### STATED EXERCISE A
Answer these questions using the passage on paid early access to games, one answer per line:
(i) What standard price and what early-access price does the passage give?
(ii) How many days early does the higher price let a player start?
(iii) What does the writer believe is the most important factor?
### STATED EXERCISE B
Transcribe everything from "Publishers and devs" down to "hype surrounding it." in the passage on paid early access to games.

### GIVEN PASSAGE
▬▬▬▬▬▬▬▬▬▬
I could see this backfiring and causing games to have bad launches. Then again, people seem to be willing to pay whatever it takes to get a game right now.
AAA games are increasingly offering "advanced access" or more money. Pay $90 instead of the standard $70 and the only difference is you get to play 5 days early and maybe get a few extra skins.

Publishers and devs should be 100% confident with the state of their game to offer this, but of course that is just not the case. More often than not, the game is still buggy or at least not as good as it should be to be offering that kind of incentive, yet people go for it all the time. They probably don't think of it like "pay more money for a worse experience" which is the reality, to them they just want to get in on a brand-new game as soon as possible to soak in all the hype surrounding it.

I understand that launch day hype, I've been part of it many times, it is a very exciting time to be playing a brand-new video game as soon as it launches, but over the past decade or so we've all seen how poor a lot of game launches are. For people like me, I had to touch the oven a few times before realizing it's hot. Others have not figured that out yet. Beyond that, others realize it's just not worth it to buy games on launch day knowing fully well that it will go on sale in a few months. Patience is the most important factor here I believe.
▬▬▬▬▬▬▬▬▬▬
### DATA SEGMENT
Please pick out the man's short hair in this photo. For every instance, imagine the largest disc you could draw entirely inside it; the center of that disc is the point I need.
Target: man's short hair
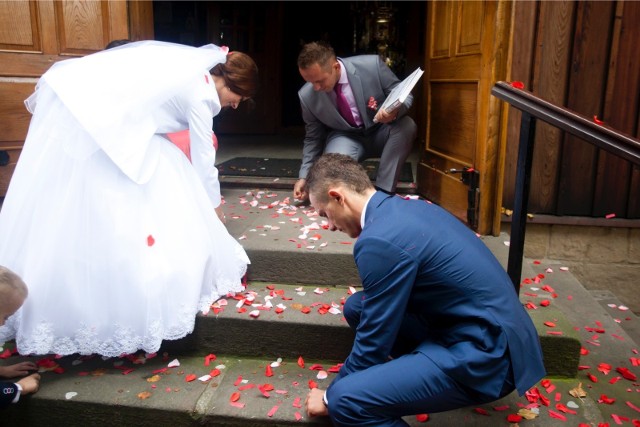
▬▬▬▬▬▬▬▬▬▬
### RIGHT ANSWER A
(i) The standard price is $70, and the early-access price is $90.
(ii) Five days.
(iii) Patience.

### RIGHT ANSWER B
Publishers and devs should be 100% confident with the state of their game to offer this, but of course that is just not the case. More often than not, the game is still buggy or at least not as good as it should be to be offering that kind of incentive, yet people go for it all the time. They probably don't think of it like "pay more money for a worse experience" which is the reality, to them they just want to get in on a brand-new game as soon as possible to soak in all the hype surrounding it.